### DATA PROVIDED
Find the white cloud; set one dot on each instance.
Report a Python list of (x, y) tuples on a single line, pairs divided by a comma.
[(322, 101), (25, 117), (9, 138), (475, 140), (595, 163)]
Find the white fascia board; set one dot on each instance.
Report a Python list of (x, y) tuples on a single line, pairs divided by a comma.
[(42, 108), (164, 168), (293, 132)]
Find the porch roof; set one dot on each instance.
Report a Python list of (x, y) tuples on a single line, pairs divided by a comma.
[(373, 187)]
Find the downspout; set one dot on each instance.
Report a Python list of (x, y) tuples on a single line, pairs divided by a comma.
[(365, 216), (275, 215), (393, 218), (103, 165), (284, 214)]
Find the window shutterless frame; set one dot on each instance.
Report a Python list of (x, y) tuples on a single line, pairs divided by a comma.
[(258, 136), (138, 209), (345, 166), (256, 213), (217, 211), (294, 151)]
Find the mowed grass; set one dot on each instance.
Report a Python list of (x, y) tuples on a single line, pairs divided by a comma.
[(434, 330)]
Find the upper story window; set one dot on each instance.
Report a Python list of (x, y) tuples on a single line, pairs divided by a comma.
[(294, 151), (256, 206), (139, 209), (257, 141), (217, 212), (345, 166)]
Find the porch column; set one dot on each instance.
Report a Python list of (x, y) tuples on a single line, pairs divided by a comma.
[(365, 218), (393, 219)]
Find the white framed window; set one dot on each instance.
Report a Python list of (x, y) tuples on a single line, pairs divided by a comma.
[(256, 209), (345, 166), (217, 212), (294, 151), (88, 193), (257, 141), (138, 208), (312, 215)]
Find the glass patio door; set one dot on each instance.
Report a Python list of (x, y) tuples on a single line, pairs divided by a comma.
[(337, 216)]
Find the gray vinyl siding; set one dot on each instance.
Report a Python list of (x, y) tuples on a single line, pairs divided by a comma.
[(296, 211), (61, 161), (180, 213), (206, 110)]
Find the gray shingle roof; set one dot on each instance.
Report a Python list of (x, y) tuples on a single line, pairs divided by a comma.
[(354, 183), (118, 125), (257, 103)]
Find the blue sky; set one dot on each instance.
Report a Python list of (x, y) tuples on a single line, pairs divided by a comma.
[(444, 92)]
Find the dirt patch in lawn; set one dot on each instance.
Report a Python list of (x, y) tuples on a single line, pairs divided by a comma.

### EXERCISE PROMPT
Convert all of the records above into a Markdown table with two columns, Entry and Text. Number each row in Entry, put the line in Text, and omit blank lines.

### RESPONSE
| Entry | Text |
|---|---|
| 1 | Find the white cloud; set one dot on each instance. |
| 2 | Report a Python list of (x, y) tuples on a single line, pairs divided by a comma. |
| 3 | [(322, 101), (25, 117), (9, 138), (475, 140), (595, 163)] |
| 4 | Find the white fascia board; set one dot on each instance. |
| 5 | Report a Python list of (x, y) tuples on a single line, pairs divided by a comma. |
| 6 | [(42, 108), (164, 168), (293, 132)] |
| 7 | Find the porch roof; set one dot on each instance. |
| 8 | Report a Python list of (x, y) tuples on a single line, pairs divided by a comma. |
| 9 | [(373, 187)] |
| 10 | Find the downspout; set one dot on each instance. |
| 11 | Report a Python list of (x, y) tuples on a single line, pairs divided by a comma. |
| 12 | [(365, 216), (275, 215), (393, 218), (103, 165), (284, 214)] |
| 13 | Find the window shutterless frame; set one dot on each instance. |
| 14 | Report a Python list of (x, y) tuples on a single line, pairs divided by a comma. |
| 15 | [(258, 136), (138, 209), (345, 166), (256, 213), (217, 211), (294, 151)] |
| 16 | Find the mowed grass; set one dot on each instance. |
| 17 | Report a Python list of (x, y) tuples on a single line, pairs divided by a comma. |
| 18 | [(434, 330)] |
| 19 | Find the upper story window; set one dot on each instance. |
| 20 | Report a Python list of (x, y) tuples on a single line, pairs divided by a comma. |
| 21 | [(294, 151), (256, 206), (139, 209), (257, 141), (217, 212), (345, 166)] |
| 22 | Find the porch column; set one dot on each instance. |
| 23 | Report a Python list of (x, y) tuples on a single line, pairs divided by a comma. |
| 24 | [(365, 218), (393, 219)] |
| 25 | Find the white framed window; set one dot on each instance. |
| 26 | Report a Python list of (x, y) tuples on a single line, pairs divided by a comma. |
| 27 | [(256, 209), (345, 166), (217, 212), (294, 151), (88, 193), (257, 141), (138, 208), (312, 215)] |
| 28 | Find the glass patio door; set one dot on each instance. |
| 29 | Report a Python list of (x, y) tuples on a single line, pairs divided by a comma. |
| 30 | [(337, 216)] |
| 31 | Find the gray vinyl siding; set one dot on each instance. |
| 32 | Report a Python list of (x, y) tuples on a single line, pairs divided by a comma. |
| 33 | [(296, 211), (61, 161), (180, 213), (206, 110)] |
| 34 | Find the gray shingle roof; set one dot on each instance. |
| 35 | Report a Python list of (x, y) tuples on a single line, pairs divided by a comma. |
| 36 | [(354, 183), (118, 125), (257, 103)] |
| 37 | Find the blue sky; set one dot on each instance. |
| 38 | Report a Python list of (x, y) tuples on a single line, pairs divided by a comma. |
| 39 | [(444, 92)] |
| 40 | Find the dirt patch in lawn; set one dot on each instance. |
| 41 | Report a Python list of (x, y) tuples on a single line, pairs divided by a comma. |